# Requirement:
Count every line below that contains "each", then give that count and nothing else.

[Segmentation mask data]
-*-*-

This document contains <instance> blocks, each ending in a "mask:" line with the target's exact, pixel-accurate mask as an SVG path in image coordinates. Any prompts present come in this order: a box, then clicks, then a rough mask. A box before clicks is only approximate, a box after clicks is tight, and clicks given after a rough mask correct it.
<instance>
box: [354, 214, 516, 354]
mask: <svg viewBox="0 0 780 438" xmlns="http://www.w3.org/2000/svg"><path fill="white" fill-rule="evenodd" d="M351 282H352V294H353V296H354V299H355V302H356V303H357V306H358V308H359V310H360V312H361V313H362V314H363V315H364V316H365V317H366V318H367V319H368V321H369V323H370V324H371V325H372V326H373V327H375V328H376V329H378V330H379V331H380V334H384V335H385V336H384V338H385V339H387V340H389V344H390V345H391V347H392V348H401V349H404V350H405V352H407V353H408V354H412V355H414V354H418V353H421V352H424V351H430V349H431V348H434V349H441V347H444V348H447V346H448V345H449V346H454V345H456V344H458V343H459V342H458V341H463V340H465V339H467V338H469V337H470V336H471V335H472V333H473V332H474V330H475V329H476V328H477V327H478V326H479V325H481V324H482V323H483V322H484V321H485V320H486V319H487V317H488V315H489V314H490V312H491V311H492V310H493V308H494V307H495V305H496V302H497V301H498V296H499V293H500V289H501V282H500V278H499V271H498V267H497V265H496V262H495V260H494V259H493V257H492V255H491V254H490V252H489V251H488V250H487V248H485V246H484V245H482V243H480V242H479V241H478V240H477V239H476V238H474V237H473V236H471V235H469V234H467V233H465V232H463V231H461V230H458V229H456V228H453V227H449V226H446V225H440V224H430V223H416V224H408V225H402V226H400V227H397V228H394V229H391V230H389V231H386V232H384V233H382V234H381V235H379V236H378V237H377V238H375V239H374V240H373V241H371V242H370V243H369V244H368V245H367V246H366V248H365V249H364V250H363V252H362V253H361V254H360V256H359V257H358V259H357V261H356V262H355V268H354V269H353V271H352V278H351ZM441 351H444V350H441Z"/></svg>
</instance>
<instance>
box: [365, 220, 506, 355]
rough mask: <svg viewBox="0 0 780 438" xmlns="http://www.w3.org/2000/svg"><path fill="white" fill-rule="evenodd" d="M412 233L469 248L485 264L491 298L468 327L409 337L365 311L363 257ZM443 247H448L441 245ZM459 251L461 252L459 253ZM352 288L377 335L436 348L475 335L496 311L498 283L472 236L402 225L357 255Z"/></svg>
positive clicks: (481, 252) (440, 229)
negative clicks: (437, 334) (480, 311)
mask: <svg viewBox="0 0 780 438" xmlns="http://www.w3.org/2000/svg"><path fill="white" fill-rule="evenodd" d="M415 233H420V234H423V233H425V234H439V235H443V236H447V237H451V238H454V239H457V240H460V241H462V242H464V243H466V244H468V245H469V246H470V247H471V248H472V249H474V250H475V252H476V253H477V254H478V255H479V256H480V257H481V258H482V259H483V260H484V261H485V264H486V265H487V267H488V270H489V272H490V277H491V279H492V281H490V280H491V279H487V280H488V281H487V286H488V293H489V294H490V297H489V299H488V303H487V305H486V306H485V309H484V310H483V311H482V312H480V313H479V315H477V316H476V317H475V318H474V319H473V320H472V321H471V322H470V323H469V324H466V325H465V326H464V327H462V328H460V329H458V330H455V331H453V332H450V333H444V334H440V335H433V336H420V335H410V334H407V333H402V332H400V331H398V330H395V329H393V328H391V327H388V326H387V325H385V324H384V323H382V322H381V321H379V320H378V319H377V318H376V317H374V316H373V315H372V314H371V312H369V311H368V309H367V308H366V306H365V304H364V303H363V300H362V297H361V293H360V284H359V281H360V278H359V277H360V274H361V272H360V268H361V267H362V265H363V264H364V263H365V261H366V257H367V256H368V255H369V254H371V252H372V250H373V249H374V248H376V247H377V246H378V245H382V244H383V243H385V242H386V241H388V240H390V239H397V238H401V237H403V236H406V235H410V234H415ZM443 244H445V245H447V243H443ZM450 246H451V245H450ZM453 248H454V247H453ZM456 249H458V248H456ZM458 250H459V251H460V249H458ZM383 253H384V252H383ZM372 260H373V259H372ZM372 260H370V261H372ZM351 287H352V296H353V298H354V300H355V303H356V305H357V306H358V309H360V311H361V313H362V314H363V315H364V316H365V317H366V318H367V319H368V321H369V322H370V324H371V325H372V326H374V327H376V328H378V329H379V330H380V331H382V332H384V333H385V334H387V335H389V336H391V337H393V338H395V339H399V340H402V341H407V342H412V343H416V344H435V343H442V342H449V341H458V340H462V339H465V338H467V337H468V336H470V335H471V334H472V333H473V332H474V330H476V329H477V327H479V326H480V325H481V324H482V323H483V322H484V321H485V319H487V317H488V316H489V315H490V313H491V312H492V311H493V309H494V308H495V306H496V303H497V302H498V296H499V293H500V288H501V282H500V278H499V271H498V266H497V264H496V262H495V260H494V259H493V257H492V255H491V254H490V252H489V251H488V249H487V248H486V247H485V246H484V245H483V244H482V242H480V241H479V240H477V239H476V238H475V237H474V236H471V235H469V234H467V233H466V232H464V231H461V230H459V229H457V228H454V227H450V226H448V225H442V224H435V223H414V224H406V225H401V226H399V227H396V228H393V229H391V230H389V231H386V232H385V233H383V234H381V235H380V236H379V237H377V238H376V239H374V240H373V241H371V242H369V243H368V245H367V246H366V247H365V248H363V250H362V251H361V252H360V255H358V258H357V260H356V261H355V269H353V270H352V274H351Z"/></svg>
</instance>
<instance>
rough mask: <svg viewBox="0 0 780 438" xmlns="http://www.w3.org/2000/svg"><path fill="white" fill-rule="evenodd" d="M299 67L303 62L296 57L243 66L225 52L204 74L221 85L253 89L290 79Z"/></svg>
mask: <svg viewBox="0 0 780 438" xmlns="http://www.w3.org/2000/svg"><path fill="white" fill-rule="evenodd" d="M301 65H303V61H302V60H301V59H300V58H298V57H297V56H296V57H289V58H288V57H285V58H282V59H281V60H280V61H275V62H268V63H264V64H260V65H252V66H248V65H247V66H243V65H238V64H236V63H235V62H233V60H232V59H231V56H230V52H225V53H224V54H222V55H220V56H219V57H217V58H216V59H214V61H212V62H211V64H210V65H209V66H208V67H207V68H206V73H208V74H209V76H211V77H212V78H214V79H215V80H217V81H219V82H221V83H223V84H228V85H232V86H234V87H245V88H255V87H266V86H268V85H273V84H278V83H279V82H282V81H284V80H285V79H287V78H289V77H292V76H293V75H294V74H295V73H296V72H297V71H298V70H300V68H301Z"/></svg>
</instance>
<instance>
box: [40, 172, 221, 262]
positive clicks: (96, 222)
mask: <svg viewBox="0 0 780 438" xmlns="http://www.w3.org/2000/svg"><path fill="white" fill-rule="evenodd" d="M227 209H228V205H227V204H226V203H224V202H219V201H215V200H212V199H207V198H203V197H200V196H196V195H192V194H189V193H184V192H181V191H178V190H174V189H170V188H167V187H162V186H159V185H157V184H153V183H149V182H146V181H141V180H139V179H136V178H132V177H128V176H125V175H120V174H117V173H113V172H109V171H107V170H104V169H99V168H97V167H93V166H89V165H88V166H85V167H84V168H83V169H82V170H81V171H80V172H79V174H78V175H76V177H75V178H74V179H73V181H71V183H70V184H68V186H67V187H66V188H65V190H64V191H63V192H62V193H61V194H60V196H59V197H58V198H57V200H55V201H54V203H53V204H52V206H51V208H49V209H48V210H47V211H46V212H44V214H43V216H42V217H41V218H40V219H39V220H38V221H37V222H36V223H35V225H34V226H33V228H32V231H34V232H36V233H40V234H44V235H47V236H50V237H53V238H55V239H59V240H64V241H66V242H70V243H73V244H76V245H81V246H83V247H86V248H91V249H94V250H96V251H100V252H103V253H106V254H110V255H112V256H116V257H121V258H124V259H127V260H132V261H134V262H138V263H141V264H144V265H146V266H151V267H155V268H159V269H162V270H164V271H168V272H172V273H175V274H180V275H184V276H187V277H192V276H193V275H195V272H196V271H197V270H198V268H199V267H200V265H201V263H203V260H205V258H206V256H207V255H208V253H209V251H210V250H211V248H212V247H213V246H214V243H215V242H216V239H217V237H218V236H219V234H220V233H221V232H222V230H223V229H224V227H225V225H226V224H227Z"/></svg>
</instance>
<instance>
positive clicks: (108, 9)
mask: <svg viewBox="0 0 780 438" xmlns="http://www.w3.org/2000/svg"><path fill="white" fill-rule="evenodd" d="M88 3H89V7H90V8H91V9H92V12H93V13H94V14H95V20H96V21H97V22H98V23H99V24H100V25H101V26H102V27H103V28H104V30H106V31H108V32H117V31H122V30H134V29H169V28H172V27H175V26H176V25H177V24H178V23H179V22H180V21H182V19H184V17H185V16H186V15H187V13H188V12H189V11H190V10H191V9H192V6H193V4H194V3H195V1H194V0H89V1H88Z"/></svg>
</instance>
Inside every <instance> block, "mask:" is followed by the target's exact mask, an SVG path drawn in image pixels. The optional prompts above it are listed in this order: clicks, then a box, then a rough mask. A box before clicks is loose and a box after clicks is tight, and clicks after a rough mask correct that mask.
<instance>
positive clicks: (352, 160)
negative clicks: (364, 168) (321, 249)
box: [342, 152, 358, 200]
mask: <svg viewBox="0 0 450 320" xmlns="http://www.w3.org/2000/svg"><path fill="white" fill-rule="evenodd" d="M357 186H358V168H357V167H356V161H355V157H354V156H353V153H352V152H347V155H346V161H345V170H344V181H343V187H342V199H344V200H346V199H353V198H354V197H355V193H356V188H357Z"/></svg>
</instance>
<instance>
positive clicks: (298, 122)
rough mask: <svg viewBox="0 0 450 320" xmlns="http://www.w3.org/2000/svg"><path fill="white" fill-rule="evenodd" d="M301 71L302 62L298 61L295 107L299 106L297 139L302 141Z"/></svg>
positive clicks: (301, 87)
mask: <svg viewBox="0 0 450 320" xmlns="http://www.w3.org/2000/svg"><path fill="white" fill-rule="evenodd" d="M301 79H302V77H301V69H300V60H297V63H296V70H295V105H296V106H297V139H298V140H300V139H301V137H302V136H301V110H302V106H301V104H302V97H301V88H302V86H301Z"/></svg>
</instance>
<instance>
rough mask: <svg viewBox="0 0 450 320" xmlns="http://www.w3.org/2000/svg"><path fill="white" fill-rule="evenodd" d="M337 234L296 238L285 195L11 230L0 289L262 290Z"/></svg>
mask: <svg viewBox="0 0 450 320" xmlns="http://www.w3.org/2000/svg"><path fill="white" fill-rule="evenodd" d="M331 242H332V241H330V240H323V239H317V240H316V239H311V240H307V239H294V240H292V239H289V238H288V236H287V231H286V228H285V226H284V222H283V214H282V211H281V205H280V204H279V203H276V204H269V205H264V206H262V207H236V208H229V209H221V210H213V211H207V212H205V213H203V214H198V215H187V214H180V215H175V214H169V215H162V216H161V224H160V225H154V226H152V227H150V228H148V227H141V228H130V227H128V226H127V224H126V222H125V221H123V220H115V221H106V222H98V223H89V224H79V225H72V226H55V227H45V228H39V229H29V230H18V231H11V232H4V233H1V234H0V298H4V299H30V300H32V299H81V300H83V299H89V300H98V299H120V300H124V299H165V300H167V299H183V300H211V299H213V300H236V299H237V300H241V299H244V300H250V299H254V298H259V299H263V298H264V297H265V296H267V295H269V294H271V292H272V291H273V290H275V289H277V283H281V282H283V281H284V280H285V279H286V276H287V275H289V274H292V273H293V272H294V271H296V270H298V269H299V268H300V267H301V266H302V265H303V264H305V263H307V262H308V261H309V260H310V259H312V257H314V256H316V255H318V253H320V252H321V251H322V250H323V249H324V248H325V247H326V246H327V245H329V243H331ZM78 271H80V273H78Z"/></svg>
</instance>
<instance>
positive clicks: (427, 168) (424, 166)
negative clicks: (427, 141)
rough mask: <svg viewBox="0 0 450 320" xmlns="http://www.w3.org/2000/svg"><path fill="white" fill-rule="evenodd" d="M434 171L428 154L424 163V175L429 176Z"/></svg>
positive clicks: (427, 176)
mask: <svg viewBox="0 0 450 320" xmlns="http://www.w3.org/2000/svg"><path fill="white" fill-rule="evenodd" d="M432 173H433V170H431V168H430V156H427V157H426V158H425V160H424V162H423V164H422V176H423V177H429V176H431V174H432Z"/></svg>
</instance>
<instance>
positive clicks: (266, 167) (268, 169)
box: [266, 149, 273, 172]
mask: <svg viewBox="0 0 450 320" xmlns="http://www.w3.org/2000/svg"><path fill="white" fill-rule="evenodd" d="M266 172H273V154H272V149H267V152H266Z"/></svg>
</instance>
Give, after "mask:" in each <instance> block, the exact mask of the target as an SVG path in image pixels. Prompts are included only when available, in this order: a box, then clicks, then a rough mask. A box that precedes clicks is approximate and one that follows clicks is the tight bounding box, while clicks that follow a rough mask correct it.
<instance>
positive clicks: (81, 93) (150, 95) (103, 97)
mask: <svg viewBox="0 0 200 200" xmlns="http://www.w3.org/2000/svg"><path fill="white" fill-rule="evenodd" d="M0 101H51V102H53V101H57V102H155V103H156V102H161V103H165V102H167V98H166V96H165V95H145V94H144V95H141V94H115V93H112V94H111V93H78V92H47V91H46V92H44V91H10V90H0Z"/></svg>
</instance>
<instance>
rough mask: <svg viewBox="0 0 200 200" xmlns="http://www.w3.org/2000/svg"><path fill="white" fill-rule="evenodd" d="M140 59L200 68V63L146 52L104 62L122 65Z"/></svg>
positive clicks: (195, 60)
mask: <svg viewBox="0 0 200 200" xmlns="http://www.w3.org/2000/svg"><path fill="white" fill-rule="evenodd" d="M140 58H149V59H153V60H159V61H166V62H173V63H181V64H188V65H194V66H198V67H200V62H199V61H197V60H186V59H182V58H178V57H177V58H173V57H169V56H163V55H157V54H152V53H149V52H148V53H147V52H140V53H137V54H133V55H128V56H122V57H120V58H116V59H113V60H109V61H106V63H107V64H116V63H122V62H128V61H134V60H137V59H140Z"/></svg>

-*-*-

# Reply:
2